--- Dataset records ---

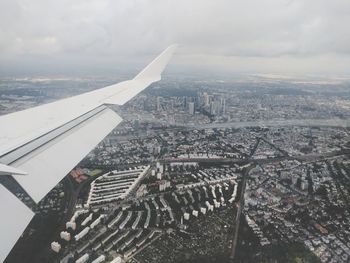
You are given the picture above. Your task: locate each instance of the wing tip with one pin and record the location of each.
(154, 69)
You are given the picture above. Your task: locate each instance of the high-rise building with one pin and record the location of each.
(191, 108)
(223, 106)
(206, 99)
(158, 104)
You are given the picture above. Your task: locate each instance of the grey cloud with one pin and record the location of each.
(128, 31)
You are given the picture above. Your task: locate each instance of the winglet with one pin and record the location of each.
(152, 72)
(8, 170)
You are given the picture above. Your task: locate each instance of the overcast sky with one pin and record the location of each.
(251, 36)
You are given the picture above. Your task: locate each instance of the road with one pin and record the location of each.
(240, 206)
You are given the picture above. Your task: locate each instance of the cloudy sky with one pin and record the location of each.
(249, 36)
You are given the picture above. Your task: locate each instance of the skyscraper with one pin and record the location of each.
(191, 108)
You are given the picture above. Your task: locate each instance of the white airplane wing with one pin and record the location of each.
(41, 145)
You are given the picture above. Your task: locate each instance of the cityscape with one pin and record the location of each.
(237, 169)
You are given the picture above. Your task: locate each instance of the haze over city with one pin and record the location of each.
(139, 131)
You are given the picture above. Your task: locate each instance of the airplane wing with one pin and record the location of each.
(40, 145)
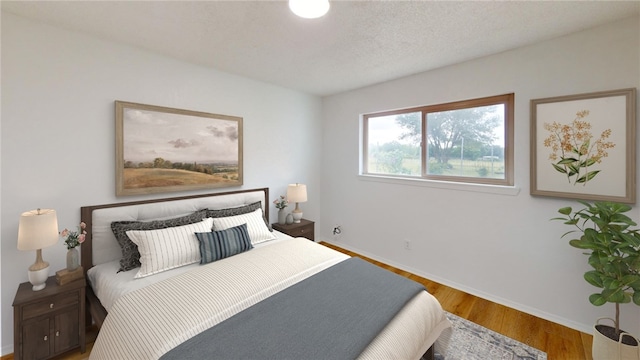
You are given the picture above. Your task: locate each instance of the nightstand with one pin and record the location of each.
(49, 322)
(305, 228)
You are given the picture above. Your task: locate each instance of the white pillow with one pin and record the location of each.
(257, 229)
(169, 248)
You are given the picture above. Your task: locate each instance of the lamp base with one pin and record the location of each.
(38, 278)
(296, 216)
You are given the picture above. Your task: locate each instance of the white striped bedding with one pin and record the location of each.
(148, 322)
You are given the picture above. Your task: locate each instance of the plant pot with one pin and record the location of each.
(627, 347)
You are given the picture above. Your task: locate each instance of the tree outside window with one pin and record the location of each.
(468, 141)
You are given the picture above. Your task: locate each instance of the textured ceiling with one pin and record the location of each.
(357, 43)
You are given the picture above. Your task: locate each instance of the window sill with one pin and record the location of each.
(492, 189)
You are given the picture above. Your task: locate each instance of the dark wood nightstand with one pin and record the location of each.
(49, 322)
(305, 228)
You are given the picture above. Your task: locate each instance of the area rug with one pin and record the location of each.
(471, 341)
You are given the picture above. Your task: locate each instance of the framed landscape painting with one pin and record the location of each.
(584, 146)
(161, 149)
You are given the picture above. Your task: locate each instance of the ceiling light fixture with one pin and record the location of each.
(309, 9)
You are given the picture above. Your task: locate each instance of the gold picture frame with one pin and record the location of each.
(162, 149)
(584, 146)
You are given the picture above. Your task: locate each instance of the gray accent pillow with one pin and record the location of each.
(240, 210)
(221, 244)
(130, 254)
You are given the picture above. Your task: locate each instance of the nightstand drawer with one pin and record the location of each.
(302, 231)
(49, 305)
(305, 228)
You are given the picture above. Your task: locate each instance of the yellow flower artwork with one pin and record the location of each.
(574, 151)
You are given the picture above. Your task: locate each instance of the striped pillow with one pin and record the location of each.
(218, 245)
(166, 249)
(258, 231)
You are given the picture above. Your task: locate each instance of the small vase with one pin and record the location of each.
(282, 217)
(73, 259)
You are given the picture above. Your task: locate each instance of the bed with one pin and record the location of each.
(241, 290)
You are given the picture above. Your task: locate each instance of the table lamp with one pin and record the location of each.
(38, 229)
(297, 193)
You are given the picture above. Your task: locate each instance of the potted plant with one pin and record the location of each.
(613, 247)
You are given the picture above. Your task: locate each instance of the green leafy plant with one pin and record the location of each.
(613, 247)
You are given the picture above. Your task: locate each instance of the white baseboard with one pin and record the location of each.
(479, 293)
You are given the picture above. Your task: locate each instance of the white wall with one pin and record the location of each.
(499, 245)
(58, 146)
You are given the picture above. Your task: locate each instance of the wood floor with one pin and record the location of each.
(559, 342)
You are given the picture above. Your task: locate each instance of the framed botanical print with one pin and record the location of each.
(584, 146)
(161, 149)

---

• _What needs to be done_:
Exclude the pictures and repeat every other part of the records word for word.

• _Task result_:
You are given the picture above. Your task: locate each instance of the wing tip with one pin and record the location of each.
(154, 69)
You are given the picture above. Your task: locate each instance of the high-rise building with one pin and record the location of each.
(191, 108)
(223, 106)
(206, 99)
(158, 104)
You are given the picture above. Your task: locate each instance of the grey cloud with one pin and record the location of each.
(128, 31)
You are given the picture above. Your task: locate each instance of the winglet with one pin and record the location of each.
(152, 72)
(8, 170)
You are given the picture above. Your task: locate each instance of the overcast sky with one pin and record the location of each.
(251, 36)
You are given the picture above. Your task: locate each instance of the road with one pin and record the location of each.
(240, 206)
You are given the picture above. Your task: locate each instance of the cloudy sky with one pin and record the location of each.
(249, 36)
You are given the picture above. Your task: locate each instance of the skyscraper with one pin and record the location of each.
(191, 108)
You are given the picture above. Your task: locate each instance of the white airplane wing with one pin and record the location of each.
(41, 145)
You are given the picture above. Your task: locate each instance of the cityscape with one pin and record the location of each.
(237, 169)
You are given the picture above. Your task: locate each instance of the haze over city with one pin and record the location of each.
(139, 131)
You are given the picture above. Your task: locate each instance of the airplane wing with one pin and record the location of each.
(40, 145)
You are given the picture above. Your task: locate each instance of the nightstand with one pin and record the location of each.
(49, 322)
(305, 228)
You are given the picture above. Your task: locate each instance of the white pillow with one pin and record the location of each.
(257, 229)
(169, 248)
You are given the picture above. Your task: locate each instance of the lamp base with one pin and record the location of each.
(38, 278)
(296, 216)
You are given the picture above. Your task: locate each instance of the white striped bedding with one pin and record the location of each.
(148, 322)
You are given the picture above. Your task: locate each instance of the plant pot with one pin and record the location of each.
(627, 347)
You are given the picture above. Your task: locate each instance of the tree outside window with one pin and record the location of each.
(468, 141)
You are given the picture above. Your task: locate each instance of the textured ceiling with one pin and record the location of each.
(357, 43)
You are given the picture above. Your task: locate each instance of the window sill with one pin and record the location of each.
(492, 189)
You are given the picture above. Your task: locate each instance of the dark wood nightstand with one pin and record the location of each.
(49, 322)
(305, 228)
You are given the picture above. Your task: locate each instance of the area rug with one pin and record the location of each.
(471, 341)
You are given the picture above. Your task: locate each instance of the framed landscape painting with one pin and record the location of each.
(584, 146)
(161, 149)
You are given the picture above. Your task: locate each instance of the ceiling light fixture with one pin and record the location of each.
(309, 9)
You are given the picture above. Your task: locate each instance of the gold picture frame with one pin and record the location of each.
(162, 149)
(584, 146)
You are given the picture above. Your task: locate each instance of the gray accent pillow with one pin and record the location of each.
(240, 210)
(221, 244)
(130, 254)
You are given the picture above. Your task: locate each instance of the nightstand drawer with one pin and record the location of each.
(302, 231)
(49, 305)
(305, 228)
You are given the picture above. Your task: locate each instance of the yellow flower artwork with one pin and record the location of each.
(574, 151)
You are given the picture above. Your task: locate each instance of the striped pillow with one pin and record the location of each.
(218, 245)
(166, 249)
(258, 231)
You are given the picture above. Your task: locate each instance of the small vase with one pin and record the location of each.
(282, 217)
(73, 259)
You are given the picture above. Your task: locate each instance of the bed with one pin and record the location of each.
(241, 290)
You are given the picture above. Your task: locate each instance of the table lamp with one pin and record the location of each.
(38, 229)
(297, 193)
You are given the picture above. Your task: locate each instance of the potted plant with one pin and record the location of each.
(613, 247)
You are given the picture above. Your task: locate each instance of the green leafy plant with one pin and record the location of each.
(613, 247)
You are given the picture above. Your task: locate each instance of the white baseboard with one pin and record the location of each.
(479, 293)
You are given the picture above. Your task: locate each instance of the white wall with one pin and record the location of each.
(499, 245)
(58, 146)
You are given the picture above. Your task: locate each instance of the wood floor with one pin and record the location of each.
(559, 342)
You are given the picture above. Your task: locate each instance of the framed botanical print with one pin and record the location of each.
(584, 146)
(161, 149)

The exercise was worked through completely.